Job :: Please pick out each line in the entries below that contains the word "water" and copy those lines.

Records for the exercise ::
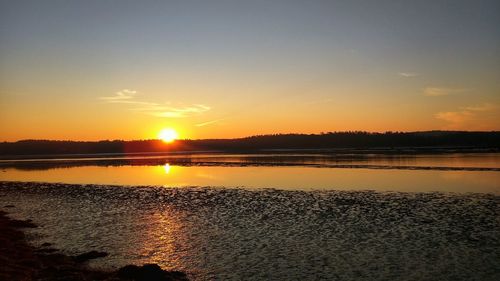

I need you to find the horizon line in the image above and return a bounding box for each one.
[0,130,500,143]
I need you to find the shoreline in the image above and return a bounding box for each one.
[0,209,188,281]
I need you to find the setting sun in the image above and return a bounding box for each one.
[158,129,179,142]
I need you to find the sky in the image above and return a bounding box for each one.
[0,0,500,141]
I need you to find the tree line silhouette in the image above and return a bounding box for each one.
[0,131,500,156]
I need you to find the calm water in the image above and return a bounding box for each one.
[0,153,500,194]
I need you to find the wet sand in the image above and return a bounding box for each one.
[0,209,187,281]
[0,182,500,281]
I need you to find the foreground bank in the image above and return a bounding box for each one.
[0,209,187,281]
[0,182,500,280]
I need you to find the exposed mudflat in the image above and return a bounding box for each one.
[0,182,500,280]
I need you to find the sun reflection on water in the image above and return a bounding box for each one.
[163,163,172,174]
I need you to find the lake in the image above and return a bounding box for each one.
[0,153,500,193]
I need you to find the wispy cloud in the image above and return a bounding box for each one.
[99,89,137,102]
[98,89,211,118]
[144,104,211,118]
[424,87,471,97]
[398,72,420,78]
[434,103,498,129]
[195,118,225,127]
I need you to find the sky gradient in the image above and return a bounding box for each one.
[0,0,500,141]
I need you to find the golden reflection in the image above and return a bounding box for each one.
[158,128,179,143]
[163,163,172,174]
[135,208,188,271]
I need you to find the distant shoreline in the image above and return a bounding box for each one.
[0,131,500,156]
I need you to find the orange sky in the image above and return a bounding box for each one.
[0,1,500,141]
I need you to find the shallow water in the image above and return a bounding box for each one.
[0,153,500,194]
[0,182,500,280]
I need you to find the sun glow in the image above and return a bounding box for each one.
[158,129,179,143]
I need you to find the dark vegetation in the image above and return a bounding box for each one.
[0,131,500,156]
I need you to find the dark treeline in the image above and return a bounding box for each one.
[0,131,500,156]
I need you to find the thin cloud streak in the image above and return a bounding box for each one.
[98,89,211,118]
[195,118,225,127]
[434,103,498,129]
[398,72,420,78]
[99,89,137,102]
[424,87,471,97]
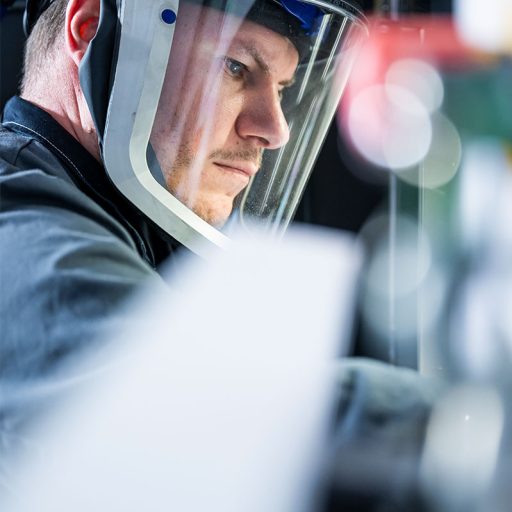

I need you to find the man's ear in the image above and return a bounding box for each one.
[66,0,100,67]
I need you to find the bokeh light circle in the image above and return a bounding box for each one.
[348,84,432,170]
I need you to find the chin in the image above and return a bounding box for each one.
[192,197,233,228]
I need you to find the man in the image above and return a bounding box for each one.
[0,0,368,404]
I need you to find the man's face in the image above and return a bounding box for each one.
[151,2,298,226]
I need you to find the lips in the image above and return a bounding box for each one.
[214,162,258,178]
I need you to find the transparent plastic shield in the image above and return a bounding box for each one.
[102,0,365,251]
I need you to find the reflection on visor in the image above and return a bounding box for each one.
[100,0,364,252]
[279,0,324,35]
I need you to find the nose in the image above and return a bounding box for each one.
[236,87,290,149]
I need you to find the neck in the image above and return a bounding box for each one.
[21,59,100,160]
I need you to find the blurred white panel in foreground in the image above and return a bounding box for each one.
[2,227,361,512]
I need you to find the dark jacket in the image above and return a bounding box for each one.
[0,98,172,451]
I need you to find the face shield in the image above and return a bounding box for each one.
[93,0,365,253]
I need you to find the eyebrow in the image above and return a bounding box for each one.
[237,41,295,87]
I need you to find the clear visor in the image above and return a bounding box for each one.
[105,0,365,253]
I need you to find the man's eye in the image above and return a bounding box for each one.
[224,57,247,78]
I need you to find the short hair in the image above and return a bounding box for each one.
[21,0,68,92]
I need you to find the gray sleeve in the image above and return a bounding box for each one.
[0,171,157,382]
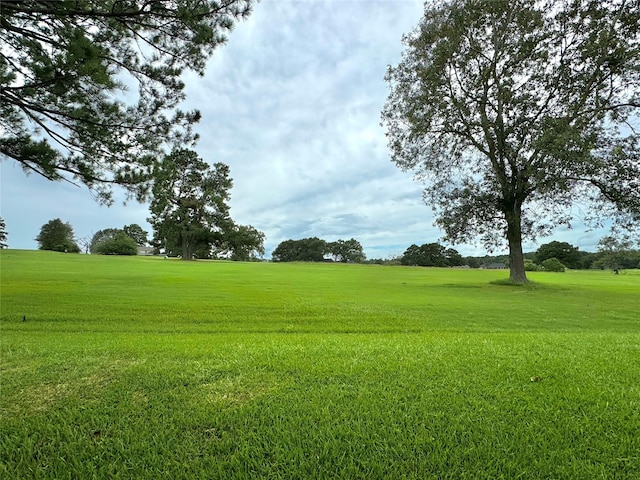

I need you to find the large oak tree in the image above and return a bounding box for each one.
[0,0,253,203]
[382,0,640,283]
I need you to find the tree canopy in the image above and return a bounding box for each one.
[122,223,149,247]
[36,218,80,253]
[89,228,142,255]
[382,0,640,283]
[272,237,366,263]
[0,0,253,203]
[327,238,365,263]
[0,217,9,248]
[400,243,464,267]
[535,240,581,268]
[149,149,264,260]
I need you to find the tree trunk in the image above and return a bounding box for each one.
[506,206,529,284]
[182,232,193,260]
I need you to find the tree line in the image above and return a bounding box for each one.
[366,236,640,271]
[22,218,640,271]
[271,237,366,263]
[0,0,640,283]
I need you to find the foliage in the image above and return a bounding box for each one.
[0,0,252,203]
[122,223,149,247]
[36,218,80,253]
[91,228,138,255]
[592,235,640,271]
[148,149,233,260]
[327,238,366,263]
[0,251,640,480]
[382,0,640,282]
[89,228,122,253]
[0,217,9,249]
[535,240,581,268]
[400,243,464,267]
[271,237,327,262]
[542,257,565,272]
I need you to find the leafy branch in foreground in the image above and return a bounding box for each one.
[0,0,253,203]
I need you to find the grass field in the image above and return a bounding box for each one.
[0,250,640,479]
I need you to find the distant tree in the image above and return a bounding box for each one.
[382,0,640,283]
[122,223,149,247]
[90,228,138,255]
[272,237,328,262]
[148,149,233,260]
[89,228,122,253]
[535,241,580,268]
[0,217,9,248]
[401,243,444,267]
[95,230,138,255]
[216,225,264,262]
[77,235,93,254]
[36,218,80,253]
[444,248,465,267]
[542,257,565,272]
[327,238,366,263]
[592,235,640,271]
[0,0,252,203]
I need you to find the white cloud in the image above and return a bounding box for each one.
[0,0,608,257]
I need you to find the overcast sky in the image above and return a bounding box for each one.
[0,0,603,258]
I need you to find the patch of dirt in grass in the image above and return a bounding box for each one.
[194,376,275,406]
[0,359,136,419]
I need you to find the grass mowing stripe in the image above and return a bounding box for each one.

Solution to the problem ::
I need you to find the calm water in the image above and return a bounding box for each one.
I need you to find the sun reflection on water in the image above and return a bounding box for each one.
I need you to find the shallow water in the image above and return a bounding box for each one.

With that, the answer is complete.